- [Goal of the exercise]
Please copy every line of the listing below word for word, leaving out the pictures.

- [Rows]
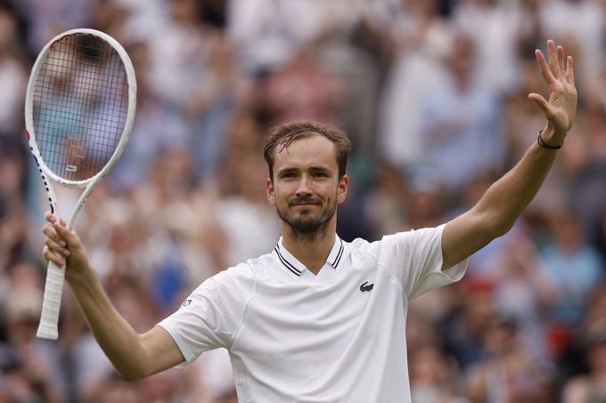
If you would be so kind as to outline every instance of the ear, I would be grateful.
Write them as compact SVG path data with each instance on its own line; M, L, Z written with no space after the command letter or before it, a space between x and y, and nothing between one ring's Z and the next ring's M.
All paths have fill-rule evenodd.
M348 197L348 189L349 188L349 177L343 175L339 180L339 187L337 188L337 203L341 204Z
M275 189L271 178L266 179L266 195L270 205L275 205Z

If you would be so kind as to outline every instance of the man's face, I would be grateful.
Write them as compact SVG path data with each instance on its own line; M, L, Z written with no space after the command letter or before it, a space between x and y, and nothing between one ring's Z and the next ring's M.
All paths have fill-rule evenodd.
M348 182L347 175L339 179L334 144L312 135L274 151L267 200L294 235L310 237L336 220L337 204L345 200Z

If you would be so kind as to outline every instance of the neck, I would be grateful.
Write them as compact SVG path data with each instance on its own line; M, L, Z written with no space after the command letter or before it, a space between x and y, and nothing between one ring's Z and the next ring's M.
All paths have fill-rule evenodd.
M282 224L282 244L305 267L317 275L326 262L336 238L336 214L328 225L314 234L296 234L285 222Z

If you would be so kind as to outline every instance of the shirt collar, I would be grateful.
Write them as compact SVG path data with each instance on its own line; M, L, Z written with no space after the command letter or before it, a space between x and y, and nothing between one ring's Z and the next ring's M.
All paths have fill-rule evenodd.
M339 238L338 235L335 236L332 249L331 249L331 253L328 254L328 258L326 259L326 264L329 264L333 269L337 269L343 257L344 251L345 246L343 246L343 240ZM299 260L284 247L282 242L282 237L280 237L280 240L278 240L278 244L275 246L274 252L275 252L282 265L295 276L300 277L301 274L307 270L303 263L299 262Z

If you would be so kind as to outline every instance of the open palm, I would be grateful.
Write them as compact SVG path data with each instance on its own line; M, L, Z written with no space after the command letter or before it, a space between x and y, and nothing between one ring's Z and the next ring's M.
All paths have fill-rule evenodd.
M564 66L564 49L552 40L547 41L549 61L538 49L535 52L541 74L549 88L549 101L538 93L529 93L543 110L547 122L557 136L566 135L577 114L577 88L575 87L574 61L568 56Z

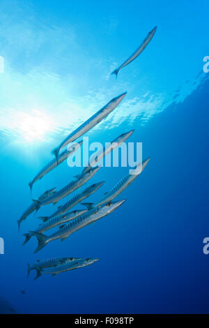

- [Answer to this exercise]
If you would be so kind as to outline every instance of the ear, I would be grateful.
Write them as compact SVG path data with each instance on its own line; M, L, Z written with no space after the command letter or before it, a space between x and y, and nothing between one ring's Z and the next ring's M.
All paths have fill-rule evenodd.
M348 197L348 189L349 188L349 177L343 175L339 180L339 187L337 188L337 203L341 204Z
M275 189L271 178L266 179L266 195L270 205L275 205Z

If you would be so kind as to outline every instance of the man's face, I would be grateful.
Write them as compact SVG path data with each instance on its own line; M, L, Z written with no space after the command letter or before it, a space between x and y, and nothing between one ring's Z and the next ring's M.
All paths have fill-rule evenodd.
M348 182L347 175L339 179L334 144L312 135L274 151L267 200L294 235L310 237L336 220L337 204L345 200Z

If you would be so kind as to outline every instance of the neck, I would be grateful.
Write them as compact SVG path data with each instance on its own line; M, L, Z written with no space after the command letter or before it, a space between x and y, and nothing between one ring's Z and the next ring's M.
All paths have fill-rule evenodd.
M282 224L282 244L305 267L317 275L326 262L336 238L336 214L328 225L314 234L296 234L285 222Z

If you would be so kind as to outline every instance of the shirt collar, I would be grateful.
Write them as compact SVG path data with each instance on its own line; M, L, Z written with no space after the command letter or before it, a space between x and y, and nothing between one ring's Z and the next ring's M.
All paths have fill-rule evenodd.
M339 238L338 235L335 236L332 249L331 249L331 253L328 254L328 258L326 259L326 264L329 264L333 269L337 269L343 257L344 251L345 246L343 246L343 240ZM299 260L284 247L282 242L282 237L280 237L280 240L278 240L278 244L275 246L274 252L275 252L282 265L295 276L300 277L301 274L307 270L303 263L299 262Z

If you would be so kind as to outline every instance of the open palm, I would be grateful.
Write them as compact SVG path data with each instance on its own line; M, L, Z written with no space after the command letter or before it, a space between x and y, and nothing between one ring's Z and the next ring's M.
All paths have fill-rule evenodd.
M564 66L564 49L552 40L547 41L549 61L538 49L535 52L541 74L549 88L549 101L538 93L529 93L543 110L547 122L557 136L566 135L577 114L577 88L575 87L574 61L568 56Z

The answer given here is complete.